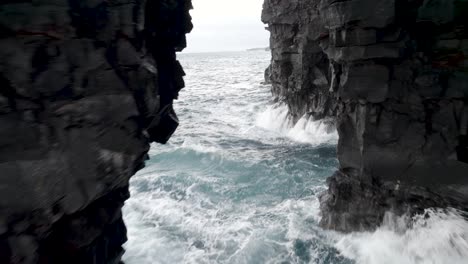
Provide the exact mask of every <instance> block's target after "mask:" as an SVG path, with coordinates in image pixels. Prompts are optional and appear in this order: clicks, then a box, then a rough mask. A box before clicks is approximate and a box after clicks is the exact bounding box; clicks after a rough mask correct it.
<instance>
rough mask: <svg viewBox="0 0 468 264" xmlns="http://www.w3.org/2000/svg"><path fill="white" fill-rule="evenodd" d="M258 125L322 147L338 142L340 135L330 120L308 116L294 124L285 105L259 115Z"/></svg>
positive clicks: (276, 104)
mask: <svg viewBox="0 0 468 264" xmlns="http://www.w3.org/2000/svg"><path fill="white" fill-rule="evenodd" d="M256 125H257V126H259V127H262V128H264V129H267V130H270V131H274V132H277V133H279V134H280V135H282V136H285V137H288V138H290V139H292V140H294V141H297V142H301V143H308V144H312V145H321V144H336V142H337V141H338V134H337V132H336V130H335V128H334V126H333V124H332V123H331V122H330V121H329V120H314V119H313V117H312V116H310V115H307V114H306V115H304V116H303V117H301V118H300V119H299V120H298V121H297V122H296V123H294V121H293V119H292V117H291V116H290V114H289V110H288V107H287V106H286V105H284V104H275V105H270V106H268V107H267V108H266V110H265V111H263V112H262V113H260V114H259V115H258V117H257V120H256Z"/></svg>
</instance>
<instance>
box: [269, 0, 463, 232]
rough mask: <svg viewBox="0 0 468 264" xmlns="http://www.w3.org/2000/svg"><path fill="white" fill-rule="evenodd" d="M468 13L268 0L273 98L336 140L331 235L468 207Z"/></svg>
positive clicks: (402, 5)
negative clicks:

——————————

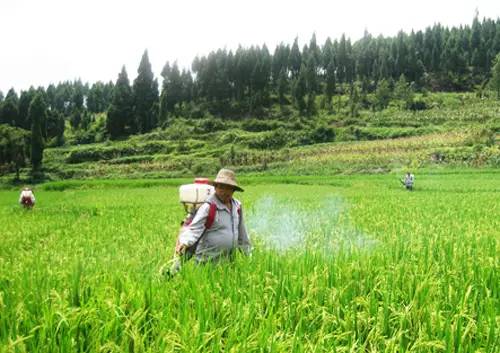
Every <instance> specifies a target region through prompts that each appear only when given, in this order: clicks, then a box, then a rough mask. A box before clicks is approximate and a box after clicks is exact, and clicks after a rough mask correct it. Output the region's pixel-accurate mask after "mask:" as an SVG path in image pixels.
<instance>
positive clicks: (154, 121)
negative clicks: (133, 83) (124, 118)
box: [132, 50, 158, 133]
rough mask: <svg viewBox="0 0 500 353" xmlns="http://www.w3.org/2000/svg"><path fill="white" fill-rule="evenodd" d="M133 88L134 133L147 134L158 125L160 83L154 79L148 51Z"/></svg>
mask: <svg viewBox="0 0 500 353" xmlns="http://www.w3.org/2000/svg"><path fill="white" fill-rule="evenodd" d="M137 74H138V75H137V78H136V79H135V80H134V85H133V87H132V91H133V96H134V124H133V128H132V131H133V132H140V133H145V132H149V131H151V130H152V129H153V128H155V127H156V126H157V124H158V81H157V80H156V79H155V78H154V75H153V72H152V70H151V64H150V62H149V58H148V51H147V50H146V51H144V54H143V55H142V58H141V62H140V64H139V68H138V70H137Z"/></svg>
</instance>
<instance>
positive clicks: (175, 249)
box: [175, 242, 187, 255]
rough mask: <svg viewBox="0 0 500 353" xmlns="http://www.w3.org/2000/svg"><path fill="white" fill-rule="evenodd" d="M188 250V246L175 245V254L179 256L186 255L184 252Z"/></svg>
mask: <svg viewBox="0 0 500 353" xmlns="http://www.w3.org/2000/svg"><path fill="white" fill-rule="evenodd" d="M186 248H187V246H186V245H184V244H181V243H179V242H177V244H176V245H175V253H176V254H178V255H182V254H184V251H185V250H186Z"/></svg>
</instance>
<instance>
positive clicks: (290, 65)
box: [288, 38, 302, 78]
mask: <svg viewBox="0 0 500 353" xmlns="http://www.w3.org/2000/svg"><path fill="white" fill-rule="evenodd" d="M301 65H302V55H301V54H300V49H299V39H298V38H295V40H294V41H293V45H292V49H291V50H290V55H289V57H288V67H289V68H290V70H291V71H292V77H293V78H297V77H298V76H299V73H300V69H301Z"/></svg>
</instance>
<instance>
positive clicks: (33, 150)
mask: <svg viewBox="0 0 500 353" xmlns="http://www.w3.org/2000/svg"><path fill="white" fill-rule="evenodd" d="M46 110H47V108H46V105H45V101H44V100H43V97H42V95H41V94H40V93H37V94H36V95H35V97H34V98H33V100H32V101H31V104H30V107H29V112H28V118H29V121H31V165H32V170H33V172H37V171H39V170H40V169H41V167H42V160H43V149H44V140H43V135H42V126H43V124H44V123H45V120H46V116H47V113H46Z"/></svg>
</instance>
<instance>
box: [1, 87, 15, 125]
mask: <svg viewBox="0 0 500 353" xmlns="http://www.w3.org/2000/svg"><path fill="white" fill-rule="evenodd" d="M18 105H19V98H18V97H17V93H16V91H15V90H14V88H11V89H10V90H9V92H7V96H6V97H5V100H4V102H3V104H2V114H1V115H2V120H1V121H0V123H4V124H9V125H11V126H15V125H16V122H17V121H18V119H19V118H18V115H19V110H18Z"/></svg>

——————————

Your instructions: Count the lines of the records above that contain the word "before", and give only that number.

Response to this exercise: 2